══ Entries supplied

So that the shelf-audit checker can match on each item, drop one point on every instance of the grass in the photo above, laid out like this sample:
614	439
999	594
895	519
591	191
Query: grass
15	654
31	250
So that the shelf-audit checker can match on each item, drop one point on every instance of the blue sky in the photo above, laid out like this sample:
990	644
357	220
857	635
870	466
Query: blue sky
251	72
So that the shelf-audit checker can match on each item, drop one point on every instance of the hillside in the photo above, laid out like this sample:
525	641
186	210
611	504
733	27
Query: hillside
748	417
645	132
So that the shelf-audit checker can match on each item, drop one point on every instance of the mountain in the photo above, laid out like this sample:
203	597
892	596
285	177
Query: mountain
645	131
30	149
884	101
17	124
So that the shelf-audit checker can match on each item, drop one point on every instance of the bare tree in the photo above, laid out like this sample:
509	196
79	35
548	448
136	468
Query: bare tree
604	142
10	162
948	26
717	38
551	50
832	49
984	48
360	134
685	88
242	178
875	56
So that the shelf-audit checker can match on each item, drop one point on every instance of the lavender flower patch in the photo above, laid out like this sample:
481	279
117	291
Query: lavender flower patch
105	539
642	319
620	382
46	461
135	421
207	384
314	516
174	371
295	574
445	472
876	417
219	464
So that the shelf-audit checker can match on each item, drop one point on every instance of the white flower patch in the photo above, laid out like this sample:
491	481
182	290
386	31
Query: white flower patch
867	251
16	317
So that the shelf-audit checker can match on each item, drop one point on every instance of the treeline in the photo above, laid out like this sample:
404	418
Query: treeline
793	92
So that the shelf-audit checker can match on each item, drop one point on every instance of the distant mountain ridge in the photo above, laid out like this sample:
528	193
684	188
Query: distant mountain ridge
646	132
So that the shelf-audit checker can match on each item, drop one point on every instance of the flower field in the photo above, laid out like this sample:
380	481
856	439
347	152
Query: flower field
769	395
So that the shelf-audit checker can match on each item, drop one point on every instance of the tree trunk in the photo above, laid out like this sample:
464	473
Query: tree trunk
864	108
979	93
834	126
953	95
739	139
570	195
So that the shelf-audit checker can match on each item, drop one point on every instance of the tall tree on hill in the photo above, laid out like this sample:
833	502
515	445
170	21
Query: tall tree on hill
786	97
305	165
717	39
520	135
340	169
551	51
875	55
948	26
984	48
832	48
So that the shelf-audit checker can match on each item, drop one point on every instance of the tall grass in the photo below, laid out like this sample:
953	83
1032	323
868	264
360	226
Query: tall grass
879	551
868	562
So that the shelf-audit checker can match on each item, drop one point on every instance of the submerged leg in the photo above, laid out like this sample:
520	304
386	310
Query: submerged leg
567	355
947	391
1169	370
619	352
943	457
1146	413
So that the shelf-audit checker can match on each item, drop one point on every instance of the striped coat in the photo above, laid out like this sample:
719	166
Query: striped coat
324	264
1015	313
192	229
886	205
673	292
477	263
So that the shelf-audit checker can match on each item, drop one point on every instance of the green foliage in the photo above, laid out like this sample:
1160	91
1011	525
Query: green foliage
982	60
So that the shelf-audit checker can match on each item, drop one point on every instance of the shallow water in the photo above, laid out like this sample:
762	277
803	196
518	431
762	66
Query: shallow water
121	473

════

**Task instructions**.
Each entry above should be output again, precisely as given.

**Expected answer**.
So that the shelf-audit checker can match on each item, drop one point on every instance of the grass in the photo above, laid out like this sample:
614	439
999	594
895	519
591	191
Query: grass
15	654
31	250
So that the shelf-audit checker can match on each item, drop one point on every instance of the blue sky in the photo above, laid out like this sample:
990	644
357	220
857	635
870	466
Query: blue sky
251	72
So that the shelf-audit checker can match on each item, drop one point on every instance of the hillside in the photo above, laid out like this sample:
525	641
186	210
611	504
733	27
Query: hillside
748	417
645	132
So that the shelf-audit checker can match on each item, drop one point on every instance of the mountain in the photo above, laid out like this sample:
203	597
892	596
285	177
Query: mountain
645	131
30	149
884	101
17	124
So that the shelf-audit checker can match on each item, drop one point on every instance of the bare tree in the photo above, laid out like this sample:
509	196
79	35
548	448
136	468
Query: bare tree
604	142
10	162
948	26
717	38
551	50
832	49
984	48
360	134
685	88
242	178
875	56
So that the shelf-audit checker can match on each item, drop one point on every instance of the lavender flower patch in the photo above, laid out like this sample:
481	279
117	291
Query: lavender flower patch
105	539
642	319
620	382
46	461
135	421
207	384
314	516
174	371
295	574
445	472
876	417
219	464
So that the shelf-audit checker can match on each item, drop one point on every instance of the white flower patch in the photo above, laid out like this sample:
491	481
182	290
386	31
Query: white flower patch
867	251
16	317
So that the shelf-audit checker can match on each item, drop one point on every instance of the treeline in the photo above, laid out like this sample:
404	418
Query: treeline
793	92
So that the shelf-audit checker can match on each item, drop one point on every instance of the distant mountain ridge in the photo above, laid out like this sample:
528	193
684	188
Query: distant mountain ridge
646	132
So that the shelf-audit checker can match on each item, drop one point on every instance of the flower field in the photo above, laid out like this sample:
380	481
856	439
347	152
Query: flower field
769	395
So that the shelf-audit checker can match on each item, drop one point on every instance of the tree trunk in the photo above, laid out like this sample:
464	473
Query: tree trunk
864	108
979	93
834	126
953	95
739	139
570	195
So that the shelf-audit checker can match on each item, drop one point on every instance of the tall tree on hill in the photo above, laid out like this sample:
833	502
515	445
170	21
Query: tall tree on hill
786	97
305	165
717	39
520	135
340	169
551	51
875	55
948	26
984	48
832	48
So that the shelf-audit checker can match on each item, drop one point on every instance of the tall grass in the photo below, laid out like this sample:
953	83
1032	323
868	264
360	226
Query: tall grass
879	551
868	562
So that the shelf-audit checker can match on each item, drop one point on every instance of the submerged leg in the photo above, laid out like this sample:
520	304
386	310
Query: submerged leg
567	355
947	391
1169	370
619	352
943	457
1146	413
So that the shelf-audit checker can match on each item, drop one point on every instance of the striped coat in the photo above, laid out like this sample:
719	166
Query: striped coat
324	264
1015	313
192	229
886	205
673	292
477	263
So that the shelf-audit checker can match on each item, drop one point on every instance of the green foliage in the photo above, laid out like this sample:
1160	91
1011	525
Query: green foliage
982	60
So that the shelf-audit checker can match on each item, drop one point on every instance of the shallow water in the photo above, laid out like this sample:
762	277
803	196
518	431
762	66
Query: shallow water
121	473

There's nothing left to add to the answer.